[Exercise directions]:
Take from the material every line that contains the word "wall".

-*-

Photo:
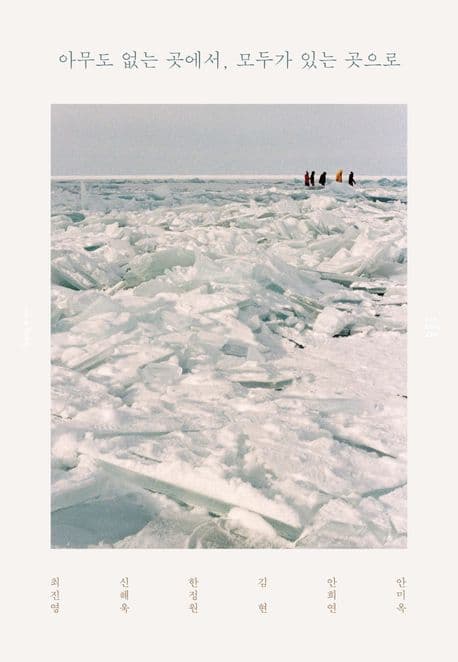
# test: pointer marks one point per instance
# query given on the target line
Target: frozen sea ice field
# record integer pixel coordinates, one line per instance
(228, 363)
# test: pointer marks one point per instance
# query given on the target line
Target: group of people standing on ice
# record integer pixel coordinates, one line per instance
(309, 180)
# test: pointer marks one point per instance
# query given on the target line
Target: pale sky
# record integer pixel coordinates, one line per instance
(228, 139)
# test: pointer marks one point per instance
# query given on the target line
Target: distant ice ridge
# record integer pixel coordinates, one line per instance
(237, 346)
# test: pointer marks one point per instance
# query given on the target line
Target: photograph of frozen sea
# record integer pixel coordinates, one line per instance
(228, 350)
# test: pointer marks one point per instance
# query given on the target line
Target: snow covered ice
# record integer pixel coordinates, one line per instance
(229, 363)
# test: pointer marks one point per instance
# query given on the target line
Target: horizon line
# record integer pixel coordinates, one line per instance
(207, 176)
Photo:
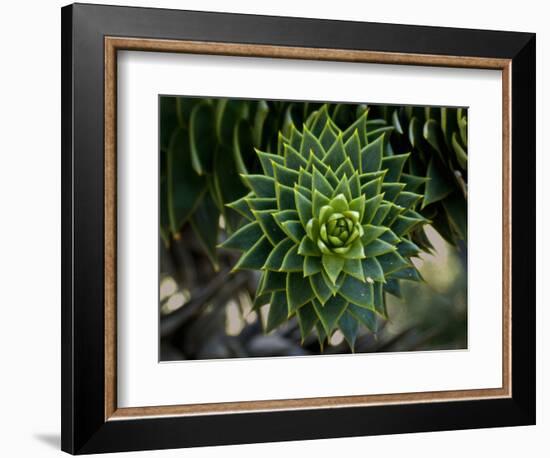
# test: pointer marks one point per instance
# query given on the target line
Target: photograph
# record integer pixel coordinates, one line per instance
(295, 228)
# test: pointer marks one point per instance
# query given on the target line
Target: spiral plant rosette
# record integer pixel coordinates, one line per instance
(328, 225)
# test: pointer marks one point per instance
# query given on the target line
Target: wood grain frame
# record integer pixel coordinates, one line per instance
(91, 36)
(114, 44)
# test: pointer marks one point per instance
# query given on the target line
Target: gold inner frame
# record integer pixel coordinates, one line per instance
(114, 44)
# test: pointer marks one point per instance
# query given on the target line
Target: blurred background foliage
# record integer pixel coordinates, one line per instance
(205, 144)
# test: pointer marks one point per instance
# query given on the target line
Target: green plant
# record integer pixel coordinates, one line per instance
(438, 140)
(205, 144)
(328, 223)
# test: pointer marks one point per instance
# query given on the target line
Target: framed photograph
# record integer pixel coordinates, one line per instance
(281, 228)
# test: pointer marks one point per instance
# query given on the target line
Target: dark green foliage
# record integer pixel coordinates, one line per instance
(438, 140)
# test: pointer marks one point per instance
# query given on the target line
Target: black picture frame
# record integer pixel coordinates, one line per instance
(84, 426)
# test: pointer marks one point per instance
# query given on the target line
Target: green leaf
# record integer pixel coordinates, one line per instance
(333, 265)
(457, 212)
(269, 225)
(378, 247)
(263, 186)
(292, 262)
(359, 126)
(409, 273)
(413, 183)
(372, 206)
(285, 176)
(432, 133)
(319, 120)
(262, 112)
(393, 287)
(321, 184)
(392, 262)
(320, 288)
(273, 281)
(379, 300)
(294, 230)
(330, 313)
(439, 185)
(278, 311)
(372, 269)
(228, 184)
(241, 207)
(205, 224)
(357, 292)
(184, 187)
(311, 143)
(293, 159)
(298, 291)
(408, 199)
(328, 137)
(394, 165)
(304, 207)
(202, 142)
(390, 237)
(407, 249)
(255, 258)
(403, 224)
(354, 268)
(371, 233)
(372, 188)
(267, 159)
(243, 146)
(336, 154)
(356, 251)
(261, 203)
(308, 247)
(244, 238)
(392, 190)
(285, 197)
(345, 169)
(312, 265)
(275, 259)
(228, 113)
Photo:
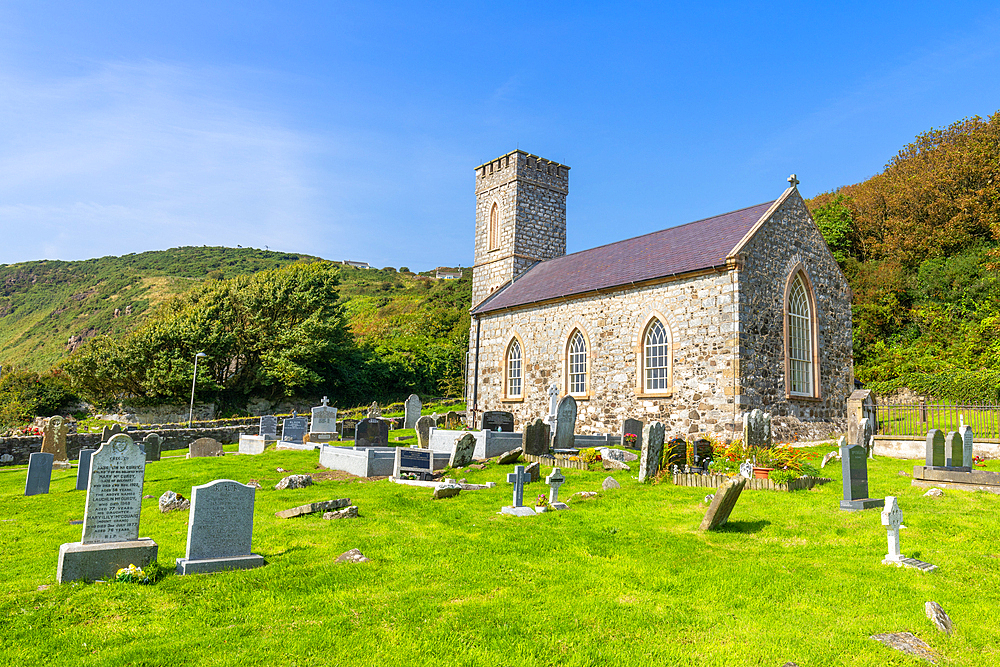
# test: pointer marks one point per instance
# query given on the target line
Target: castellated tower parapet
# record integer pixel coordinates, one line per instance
(520, 218)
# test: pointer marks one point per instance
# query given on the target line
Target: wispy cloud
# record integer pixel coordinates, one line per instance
(131, 157)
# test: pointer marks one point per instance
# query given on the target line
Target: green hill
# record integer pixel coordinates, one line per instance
(920, 244)
(48, 307)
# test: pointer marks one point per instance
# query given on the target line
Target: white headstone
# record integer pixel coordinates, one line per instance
(324, 419)
(114, 492)
(892, 518)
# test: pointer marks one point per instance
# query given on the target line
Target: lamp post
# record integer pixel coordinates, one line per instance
(193, 381)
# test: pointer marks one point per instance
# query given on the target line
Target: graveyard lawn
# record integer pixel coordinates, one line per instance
(624, 578)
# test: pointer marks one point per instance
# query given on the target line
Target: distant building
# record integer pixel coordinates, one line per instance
(692, 325)
(442, 273)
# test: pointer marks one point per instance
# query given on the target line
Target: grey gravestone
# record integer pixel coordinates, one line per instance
(348, 429)
(555, 480)
(83, 469)
(565, 423)
(953, 454)
(371, 432)
(411, 411)
(54, 440)
(723, 502)
(111, 516)
(757, 429)
(518, 478)
(423, 428)
(854, 464)
(39, 473)
(205, 447)
(413, 460)
(967, 442)
(652, 450)
(934, 448)
(462, 453)
(220, 529)
(268, 427)
(535, 440)
(152, 444)
(632, 433)
(109, 431)
(293, 429)
(498, 420)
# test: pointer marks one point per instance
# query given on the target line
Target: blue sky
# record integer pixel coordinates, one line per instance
(350, 130)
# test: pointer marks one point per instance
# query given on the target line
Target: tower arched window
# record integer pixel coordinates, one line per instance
(799, 341)
(515, 370)
(494, 231)
(656, 358)
(577, 363)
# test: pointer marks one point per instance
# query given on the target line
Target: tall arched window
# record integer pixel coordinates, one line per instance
(800, 337)
(656, 357)
(494, 236)
(514, 370)
(577, 363)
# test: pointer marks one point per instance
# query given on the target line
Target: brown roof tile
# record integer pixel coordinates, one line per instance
(697, 245)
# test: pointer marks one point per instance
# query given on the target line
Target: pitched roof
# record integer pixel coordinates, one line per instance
(697, 245)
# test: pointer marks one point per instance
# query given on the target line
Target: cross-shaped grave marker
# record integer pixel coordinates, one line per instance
(554, 480)
(518, 478)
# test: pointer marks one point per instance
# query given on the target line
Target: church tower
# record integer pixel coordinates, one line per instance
(520, 218)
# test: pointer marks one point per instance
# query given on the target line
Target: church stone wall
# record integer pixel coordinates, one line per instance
(789, 239)
(700, 313)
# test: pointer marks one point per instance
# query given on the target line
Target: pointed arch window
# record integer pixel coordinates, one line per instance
(577, 363)
(656, 358)
(515, 370)
(799, 348)
(494, 231)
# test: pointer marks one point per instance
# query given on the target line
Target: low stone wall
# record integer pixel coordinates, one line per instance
(15, 450)
(914, 447)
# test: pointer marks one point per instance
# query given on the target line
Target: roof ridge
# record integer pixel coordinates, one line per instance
(658, 231)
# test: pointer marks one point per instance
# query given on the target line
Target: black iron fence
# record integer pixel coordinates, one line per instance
(916, 419)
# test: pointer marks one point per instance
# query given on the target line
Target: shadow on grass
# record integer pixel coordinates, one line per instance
(743, 526)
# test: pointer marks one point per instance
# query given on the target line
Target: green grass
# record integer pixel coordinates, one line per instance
(621, 579)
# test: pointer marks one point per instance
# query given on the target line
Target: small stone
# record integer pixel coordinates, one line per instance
(938, 617)
(510, 457)
(171, 501)
(446, 489)
(312, 508)
(907, 643)
(294, 482)
(352, 556)
(346, 513)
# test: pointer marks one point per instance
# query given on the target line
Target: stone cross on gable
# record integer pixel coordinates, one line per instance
(892, 518)
(518, 478)
(554, 480)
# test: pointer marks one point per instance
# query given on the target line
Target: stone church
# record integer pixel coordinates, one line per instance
(692, 325)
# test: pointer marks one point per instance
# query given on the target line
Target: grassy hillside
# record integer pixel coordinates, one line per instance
(43, 304)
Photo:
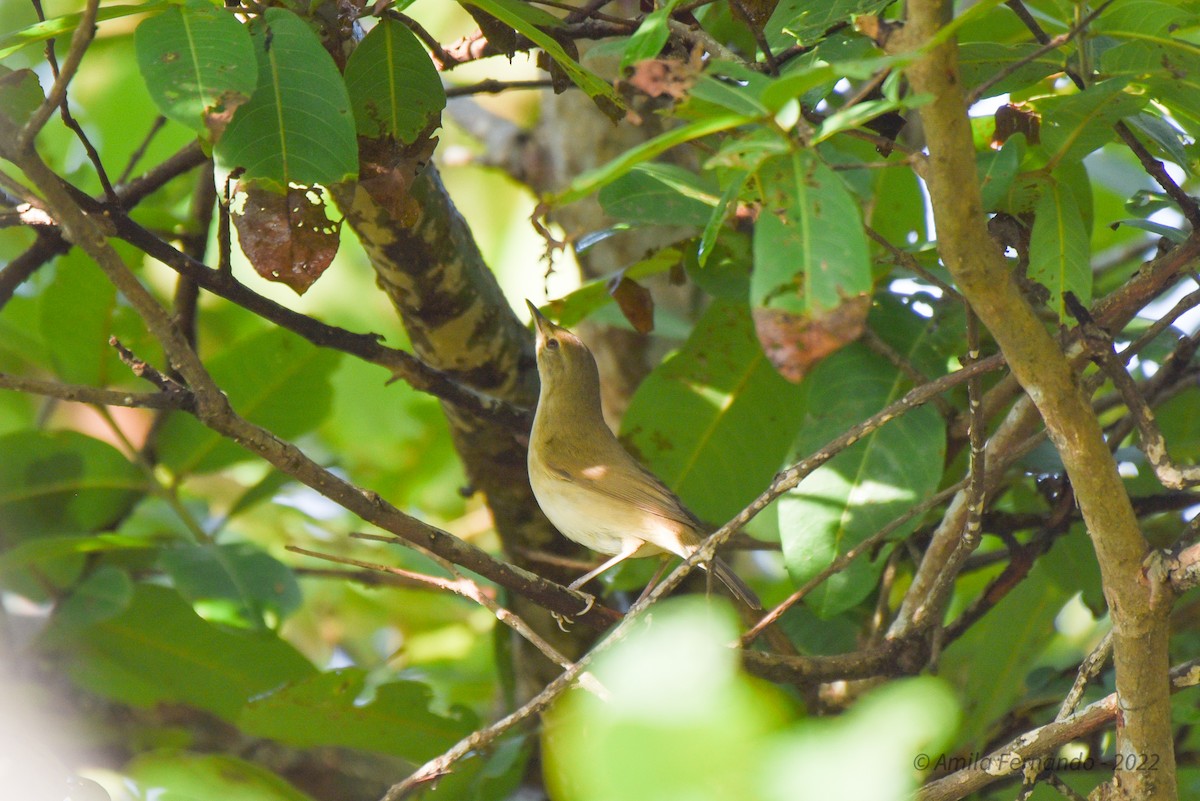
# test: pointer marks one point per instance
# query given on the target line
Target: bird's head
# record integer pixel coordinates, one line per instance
(564, 362)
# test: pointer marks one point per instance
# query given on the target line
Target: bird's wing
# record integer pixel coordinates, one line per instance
(649, 494)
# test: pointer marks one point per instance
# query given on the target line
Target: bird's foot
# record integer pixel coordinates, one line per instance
(564, 621)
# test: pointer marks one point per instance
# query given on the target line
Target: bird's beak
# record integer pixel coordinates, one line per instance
(539, 320)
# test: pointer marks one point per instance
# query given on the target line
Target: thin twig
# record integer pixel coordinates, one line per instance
(1041, 742)
(91, 395)
(846, 558)
(1048, 46)
(79, 42)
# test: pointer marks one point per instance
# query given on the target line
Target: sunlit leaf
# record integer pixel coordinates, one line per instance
(63, 482)
(809, 248)
(394, 88)
(868, 485)
(298, 126)
(713, 420)
(1059, 247)
(330, 709)
(198, 62)
(664, 194)
(159, 650)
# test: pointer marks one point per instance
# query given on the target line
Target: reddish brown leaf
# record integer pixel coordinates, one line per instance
(795, 343)
(388, 168)
(663, 77)
(635, 302)
(287, 238)
(1013, 119)
(754, 13)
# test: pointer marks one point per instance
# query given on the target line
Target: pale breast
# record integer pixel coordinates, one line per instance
(588, 518)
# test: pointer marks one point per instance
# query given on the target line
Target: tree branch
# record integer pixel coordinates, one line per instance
(1139, 612)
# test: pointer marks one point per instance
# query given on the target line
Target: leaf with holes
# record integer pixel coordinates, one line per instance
(198, 62)
(288, 238)
(810, 252)
(714, 420)
(394, 88)
(297, 127)
(1059, 247)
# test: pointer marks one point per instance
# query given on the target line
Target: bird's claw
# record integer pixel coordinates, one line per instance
(565, 620)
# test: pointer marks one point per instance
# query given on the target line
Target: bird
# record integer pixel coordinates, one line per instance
(588, 485)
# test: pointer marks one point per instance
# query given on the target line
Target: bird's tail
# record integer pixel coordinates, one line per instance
(723, 571)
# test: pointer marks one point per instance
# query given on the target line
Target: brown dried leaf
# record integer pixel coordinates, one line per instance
(1013, 119)
(287, 238)
(793, 343)
(754, 13)
(388, 168)
(663, 77)
(635, 302)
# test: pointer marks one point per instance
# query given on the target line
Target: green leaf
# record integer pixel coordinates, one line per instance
(1173, 234)
(733, 88)
(649, 37)
(898, 212)
(664, 194)
(997, 168)
(274, 379)
(159, 650)
(21, 95)
(717, 216)
(329, 710)
(809, 248)
(33, 554)
(197, 60)
(808, 22)
(594, 179)
(235, 584)
(53, 482)
(1075, 125)
(979, 61)
(864, 487)
(520, 17)
(862, 113)
(697, 733)
(173, 776)
(1059, 247)
(298, 126)
(715, 419)
(105, 594)
(79, 351)
(64, 25)
(1013, 634)
(394, 88)
(899, 724)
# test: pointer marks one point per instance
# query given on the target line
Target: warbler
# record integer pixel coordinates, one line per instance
(589, 487)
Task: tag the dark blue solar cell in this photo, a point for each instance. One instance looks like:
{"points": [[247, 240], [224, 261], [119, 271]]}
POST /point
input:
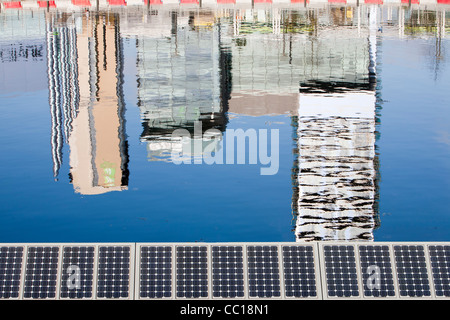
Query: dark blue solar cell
{"points": [[340, 271], [263, 271], [40, 273], [192, 272], [77, 272], [299, 271], [377, 271], [113, 279], [227, 271], [412, 274], [440, 264], [155, 272], [10, 271]]}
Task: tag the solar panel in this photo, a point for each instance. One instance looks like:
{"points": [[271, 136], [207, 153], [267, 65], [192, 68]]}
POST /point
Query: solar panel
{"points": [[11, 259], [377, 271], [299, 270], [227, 272], [77, 276], [340, 271], [41, 272], [192, 271], [440, 267], [155, 273], [114, 272], [412, 272], [263, 272]]}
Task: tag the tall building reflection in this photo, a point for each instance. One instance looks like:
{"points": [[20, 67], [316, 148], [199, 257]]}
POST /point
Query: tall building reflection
{"points": [[86, 100], [183, 71]]}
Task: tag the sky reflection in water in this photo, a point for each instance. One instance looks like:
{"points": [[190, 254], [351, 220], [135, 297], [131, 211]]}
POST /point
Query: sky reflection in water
{"points": [[359, 96]]}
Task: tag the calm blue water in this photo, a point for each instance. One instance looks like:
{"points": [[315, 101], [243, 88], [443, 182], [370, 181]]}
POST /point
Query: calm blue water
{"points": [[165, 202]]}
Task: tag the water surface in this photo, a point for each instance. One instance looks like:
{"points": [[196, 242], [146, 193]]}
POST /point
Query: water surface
{"points": [[358, 95]]}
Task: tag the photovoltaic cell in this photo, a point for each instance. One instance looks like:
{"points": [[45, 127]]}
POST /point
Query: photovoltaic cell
{"points": [[440, 266], [192, 272], [263, 271], [155, 272], [77, 272], [412, 272], [340, 271], [10, 271], [113, 272], [376, 270], [41, 273], [299, 272], [227, 272]]}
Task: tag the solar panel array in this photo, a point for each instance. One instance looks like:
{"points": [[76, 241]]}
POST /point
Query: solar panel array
{"points": [[310, 270]]}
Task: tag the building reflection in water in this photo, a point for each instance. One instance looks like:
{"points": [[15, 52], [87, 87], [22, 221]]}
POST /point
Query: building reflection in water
{"points": [[183, 71], [86, 100], [317, 67]]}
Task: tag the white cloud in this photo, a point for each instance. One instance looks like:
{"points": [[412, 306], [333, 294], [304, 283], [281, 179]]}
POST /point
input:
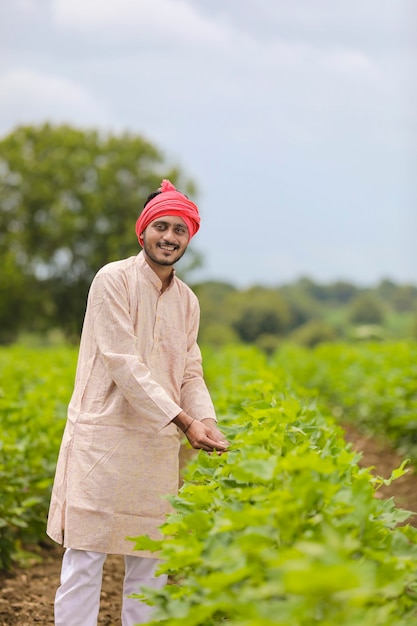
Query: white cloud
{"points": [[28, 96], [174, 20]]}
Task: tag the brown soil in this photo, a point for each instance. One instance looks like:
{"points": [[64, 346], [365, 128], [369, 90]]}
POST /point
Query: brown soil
{"points": [[27, 594]]}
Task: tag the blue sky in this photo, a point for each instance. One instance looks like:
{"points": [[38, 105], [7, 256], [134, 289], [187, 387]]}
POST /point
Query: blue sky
{"points": [[297, 120]]}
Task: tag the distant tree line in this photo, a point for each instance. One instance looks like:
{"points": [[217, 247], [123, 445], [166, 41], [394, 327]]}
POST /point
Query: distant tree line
{"points": [[69, 199], [306, 312]]}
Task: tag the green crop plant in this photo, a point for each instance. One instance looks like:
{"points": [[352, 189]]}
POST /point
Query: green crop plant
{"points": [[285, 528]]}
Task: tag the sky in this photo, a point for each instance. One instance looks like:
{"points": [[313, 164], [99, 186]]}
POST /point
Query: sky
{"points": [[296, 120]]}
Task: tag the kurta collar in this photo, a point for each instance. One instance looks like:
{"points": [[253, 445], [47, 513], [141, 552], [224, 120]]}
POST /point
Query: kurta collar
{"points": [[148, 272]]}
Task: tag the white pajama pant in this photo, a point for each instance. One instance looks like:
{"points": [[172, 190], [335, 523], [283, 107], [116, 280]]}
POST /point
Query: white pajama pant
{"points": [[77, 600]]}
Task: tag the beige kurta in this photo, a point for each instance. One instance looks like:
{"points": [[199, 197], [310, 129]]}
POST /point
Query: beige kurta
{"points": [[138, 366]]}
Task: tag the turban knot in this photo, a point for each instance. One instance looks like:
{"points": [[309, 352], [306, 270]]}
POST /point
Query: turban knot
{"points": [[169, 202]]}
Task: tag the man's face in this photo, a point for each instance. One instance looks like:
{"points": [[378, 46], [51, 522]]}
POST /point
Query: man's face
{"points": [[165, 239]]}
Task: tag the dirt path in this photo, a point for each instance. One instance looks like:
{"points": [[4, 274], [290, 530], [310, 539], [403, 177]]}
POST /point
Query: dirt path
{"points": [[26, 595]]}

-*-

[Exercise output]:
Target: church stone wall
Target: low stone wall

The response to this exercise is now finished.